**Task requirements**: Copy out the listing below line for line, changing nothing.

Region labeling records
------------

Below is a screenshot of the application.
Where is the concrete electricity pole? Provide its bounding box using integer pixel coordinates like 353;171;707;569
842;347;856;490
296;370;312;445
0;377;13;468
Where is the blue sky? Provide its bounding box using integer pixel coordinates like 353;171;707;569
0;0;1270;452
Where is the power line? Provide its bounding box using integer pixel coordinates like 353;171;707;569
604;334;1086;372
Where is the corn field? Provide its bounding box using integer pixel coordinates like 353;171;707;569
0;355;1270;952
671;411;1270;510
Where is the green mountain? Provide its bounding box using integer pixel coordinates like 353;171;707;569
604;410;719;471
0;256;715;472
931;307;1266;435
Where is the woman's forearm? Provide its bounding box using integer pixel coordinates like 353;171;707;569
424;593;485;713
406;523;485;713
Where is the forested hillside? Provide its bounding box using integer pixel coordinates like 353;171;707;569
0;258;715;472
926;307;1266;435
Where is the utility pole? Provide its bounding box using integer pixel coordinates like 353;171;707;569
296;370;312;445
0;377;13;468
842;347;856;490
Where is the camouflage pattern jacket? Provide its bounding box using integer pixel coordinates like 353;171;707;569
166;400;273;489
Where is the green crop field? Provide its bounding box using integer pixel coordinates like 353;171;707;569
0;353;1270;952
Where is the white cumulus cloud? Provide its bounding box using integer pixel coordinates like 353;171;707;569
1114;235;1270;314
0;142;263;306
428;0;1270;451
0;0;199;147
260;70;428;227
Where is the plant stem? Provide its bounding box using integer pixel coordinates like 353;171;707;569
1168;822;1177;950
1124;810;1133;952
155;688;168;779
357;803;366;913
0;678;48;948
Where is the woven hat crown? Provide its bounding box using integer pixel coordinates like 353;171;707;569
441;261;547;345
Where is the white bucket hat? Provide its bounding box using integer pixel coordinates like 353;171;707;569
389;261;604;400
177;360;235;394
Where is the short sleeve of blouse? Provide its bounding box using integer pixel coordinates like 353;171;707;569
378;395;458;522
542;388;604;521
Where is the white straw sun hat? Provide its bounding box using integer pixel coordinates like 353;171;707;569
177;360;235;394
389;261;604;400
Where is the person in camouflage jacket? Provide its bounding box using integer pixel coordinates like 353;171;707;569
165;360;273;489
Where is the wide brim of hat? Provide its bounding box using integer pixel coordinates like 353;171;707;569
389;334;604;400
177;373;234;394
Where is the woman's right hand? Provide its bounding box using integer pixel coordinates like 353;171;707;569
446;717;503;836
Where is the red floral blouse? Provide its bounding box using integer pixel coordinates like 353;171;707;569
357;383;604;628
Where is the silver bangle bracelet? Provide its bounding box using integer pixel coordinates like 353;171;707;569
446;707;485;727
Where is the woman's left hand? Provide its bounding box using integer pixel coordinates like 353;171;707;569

------------

**Solution to the exercise**:
Below is a screenshot of the application.
Where is the concrete electricity pole? Provide its bounding box using integer pixel coordinates like 353;171;707;569
842;347;856;490
296;370;312;445
0;377;13;468
Where is the blue sky? Provide its bounding box using integer pixel coordinates like 353;171;707;569
0;0;1270;452
Where is the power line? Provide its bounding box using integer pixel coordinates like 353;171;707;569
604;334;1086;372
Where is the corn field? Provide its bounding box using integer pixel coordinates like 353;171;707;569
0;355;1270;952
671;411;1270;510
Where is the green mountain? Provide its bounding box using integer pixel coordinates like 353;171;707;569
604;410;719;471
0;256;715;472
931;307;1266;435
Where is the woman's forearm? Provide its bounding box using integer pixel coordinates like 353;171;707;569
424;593;485;713
406;523;485;713
Where is the forested hillside? Provide its bounding box using integer pixel coordinates like 353;171;707;569
0;258;715;472
926;307;1266;435
Where is the utility pole? Provide its bounding box using integer pixel coordinates like 353;171;707;569
296;370;312;445
0;377;13;468
842;347;856;490
Where is the camouflage pattern jacket? Provide its bounding box using integer pixel coordinates like 353;171;707;569
166;400;273;489
Where is the green crop field? Provide its bounding box using integer pixel coordinates like 353;171;707;569
0;353;1270;952
Where is the white cumulus cloud? Provide its bounding box using integer pixel coordinates like 353;171;707;569
1114;235;1270;314
0;142;263;306
428;0;1270;451
0;0;199;147
260;70;428;227
Where is the plant stem? Provide its bounding box using integer pixel coordinates like 353;171;707;569
1168;822;1177;950
1124;810;1133;952
155;688;168;779
357;803;366;913
0;678;48;948
Where is the woven hat crown? Provide its bounding box using integer pixel coordinates like 353;171;707;569
441;261;547;345
Where is the white bucket hat? Provide its bounding box using integer pixel coordinates like 353;171;707;569
389;261;604;400
177;360;235;394
Where is the short sleeve of blouse? Provide its bounding box using integer pixel coordinates like 353;171;707;569
378;395;458;522
542;388;604;521
Where is the white straw sun hat? Provide its bounding box using integer pixel coordinates like 353;171;707;569
177;360;235;394
389;261;604;400
Where is the person in camouflage jacket? Provide its bounding box using integer pixel coordinates like 353;171;707;569
165;360;273;489
Where is the wide brim of hat? Provide its bounding box using integer pixel coordinates like 353;171;707;569
389;334;604;400
177;373;234;394
Where is the woman's right hand? Provide its bounding box using integer pixel coordinates like 353;171;707;569
446;717;503;836
Where is the red floral blouse? Provide its bounding box using integer pixel coordinates like 353;171;707;569
357;383;604;628
Where is the silver bangle bracelet? Provide its bounding box using integer pixel coordinates like 353;171;707;569
446;707;485;727
Where is the woman's left hand? Provide its bounding box using integer pixel coordinates like 353;171;707;569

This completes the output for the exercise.